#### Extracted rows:
------------------------------------------------------------
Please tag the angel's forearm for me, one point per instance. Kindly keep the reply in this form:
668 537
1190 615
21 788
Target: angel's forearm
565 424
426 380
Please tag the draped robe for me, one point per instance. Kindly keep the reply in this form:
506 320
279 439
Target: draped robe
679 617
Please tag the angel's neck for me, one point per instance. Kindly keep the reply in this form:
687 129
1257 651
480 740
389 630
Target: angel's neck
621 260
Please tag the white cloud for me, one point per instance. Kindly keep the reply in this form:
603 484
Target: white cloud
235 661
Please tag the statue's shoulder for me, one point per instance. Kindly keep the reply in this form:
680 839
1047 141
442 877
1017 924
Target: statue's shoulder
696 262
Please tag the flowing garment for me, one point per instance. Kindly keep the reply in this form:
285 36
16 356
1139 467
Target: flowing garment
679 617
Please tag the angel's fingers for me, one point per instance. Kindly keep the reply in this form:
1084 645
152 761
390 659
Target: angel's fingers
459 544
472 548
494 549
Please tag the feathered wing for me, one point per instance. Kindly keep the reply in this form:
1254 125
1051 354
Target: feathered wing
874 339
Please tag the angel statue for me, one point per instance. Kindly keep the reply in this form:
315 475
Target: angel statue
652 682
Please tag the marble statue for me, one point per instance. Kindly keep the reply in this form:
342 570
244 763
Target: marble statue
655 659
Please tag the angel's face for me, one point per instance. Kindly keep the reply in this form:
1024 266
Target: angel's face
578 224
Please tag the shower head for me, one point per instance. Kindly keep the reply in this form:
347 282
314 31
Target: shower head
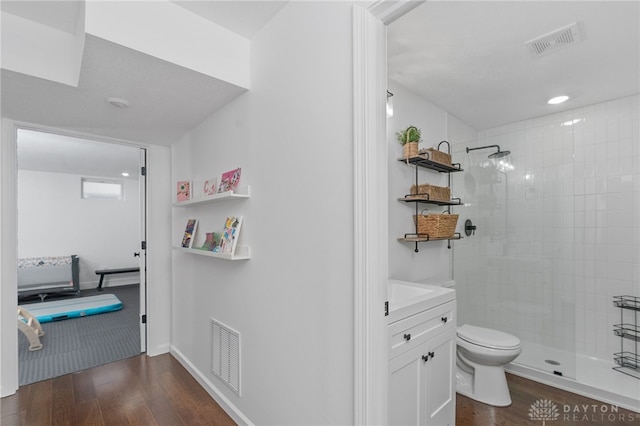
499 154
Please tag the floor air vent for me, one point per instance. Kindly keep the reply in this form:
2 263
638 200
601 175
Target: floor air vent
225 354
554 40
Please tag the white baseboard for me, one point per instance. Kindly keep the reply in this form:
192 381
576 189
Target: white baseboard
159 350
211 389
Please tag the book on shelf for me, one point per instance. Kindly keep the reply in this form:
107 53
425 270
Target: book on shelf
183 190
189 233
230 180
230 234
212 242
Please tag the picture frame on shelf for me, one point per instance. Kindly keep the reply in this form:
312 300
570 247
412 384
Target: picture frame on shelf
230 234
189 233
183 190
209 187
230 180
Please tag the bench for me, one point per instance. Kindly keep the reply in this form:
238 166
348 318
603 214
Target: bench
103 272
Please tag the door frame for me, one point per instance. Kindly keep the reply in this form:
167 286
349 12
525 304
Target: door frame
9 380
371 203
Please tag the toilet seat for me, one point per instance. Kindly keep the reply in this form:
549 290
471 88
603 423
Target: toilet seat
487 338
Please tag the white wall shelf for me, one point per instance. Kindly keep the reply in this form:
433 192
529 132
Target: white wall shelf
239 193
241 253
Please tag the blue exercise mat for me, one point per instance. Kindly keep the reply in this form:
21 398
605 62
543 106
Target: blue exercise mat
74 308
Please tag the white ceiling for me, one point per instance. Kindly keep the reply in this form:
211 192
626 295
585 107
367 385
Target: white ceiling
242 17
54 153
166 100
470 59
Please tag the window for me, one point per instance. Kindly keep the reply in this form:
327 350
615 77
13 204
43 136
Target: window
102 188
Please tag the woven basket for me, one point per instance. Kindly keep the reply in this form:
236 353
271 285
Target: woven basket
------------------------------------------------------------
#### STATED GOAL:
Retype every row above word for word, leaving out the pictures.

#### TASK SOLUTION:
Please tag the angel's forearm for me, one point per instance. Kindly keep the reply in this form:
668 537
1190 615
21 788
Target: angel's forearm
565 424
426 380
Please tag the draped robe for me, one point per instance. Kindly keep the reply in this form:
506 320
279 439
Target: draped robe
679 617
Please tag the angel's neck for me, one point per instance. Kindly keep the reply in this form:
687 129
1257 651
480 740
389 630
Target: angel's neck
621 260
Please tag the white cloud for me, one point per instance. Kindly keep the reply in this form:
603 484
Target: white cloud
235 661
Please tag the statue's shoulder for me, one point per instance. Kindly keep the reply in this form:
680 839
1047 141
442 877
1017 924
Target: statue's shoulder
696 262
Please tag the flowing garment for me, one point per instance. Kindly keep the reply in this form:
285 36
16 356
1139 467
Target: flowing garment
679 617
Please tag the angel's fingers for me, one point per instance. Kindly keep the reply in this form:
1084 645
152 761
390 659
Target: angel's fingers
459 544
472 548
494 549
Please tag the feathered wing for me, one point per instance. Kindly keep the reply in this form:
1254 125
1051 354
Target: feathered wing
874 339
Please tag the angel statue for me, one point per instance. Kindly keep the reply in this form:
315 475
Target: angel statue
652 682
Please tag the marble statue for me, one point per instance. Kindly keep the reply in this form:
342 570
244 763
Target: marble statue
655 659
Please tag the angel's face for me, one point per instance. Kindly keep the reply in this form:
1024 266
Target: angel's face
578 224
Please tag the shower head for me, one point per instance. Kindly keep the reply in this form:
347 282
314 31
Target: shower head
499 154
Please tag the floor air vent for me, one point per instance. Kindly keep the reply in this form:
2 263
638 200
601 175
Target: floor air vent
225 354
554 40
Please tag the white baseboard for me, one point per instance. Kindly keep the reply in this form:
192 381
576 189
Target: white baseboard
159 350
211 389
Please tag the book on shelf for me, one point per instance. Kindly keep the reply in this form:
107 53
425 270
Target: book on shelf
183 190
189 233
230 180
230 234
212 242
Please tag the picture frame on shelf for me, one point per instance. Kindly keep the reply in this form:
312 300
570 247
412 384
Target: picture frame on shelf
230 234
189 233
183 190
209 187
230 180
Please tag the bench for me, one point per instance. Kindly keep the reply in this form:
238 166
348 318
603 214
Target: bench
103 272
Please tag the door frame for me, one point per instance. Kindly keep the reply in this form:
167 286
349 12
525 304
Target: door frame
9 380
371 203
Please tag the toilet seat for me, one point per instance. Kindly keep the reply in this form:
549 290
471 88
603 423
Target: toilet seat
487 338
Please tag the white wall shelf for me, one point per instance. Kindly keep the reply in this form:
433 192
529 132
Target: white wall shelf
239 193
241 253
Please tag the blue exercise mat for me, one point per instance. Kindly keep the reply in this form:
21 398
605 62
543 106
Target: blue exercise mat
74 308
Please tag the white ceiling for me, one point per instance. Kindly keep the reply in this form:
211 192
626 295
585 107
367 385
Target: white ceiling
242 17
54 153
166 100
470 59
Please tag the window for me, one point per instance. Kindly keep the reply in this form:
327 350
615 77
13 204
43 136
Target: window
102 188
Please tag the woven basket for me, one point per instance. Kindly keep the reply in this form:
236 353
271 285
Target: woven basket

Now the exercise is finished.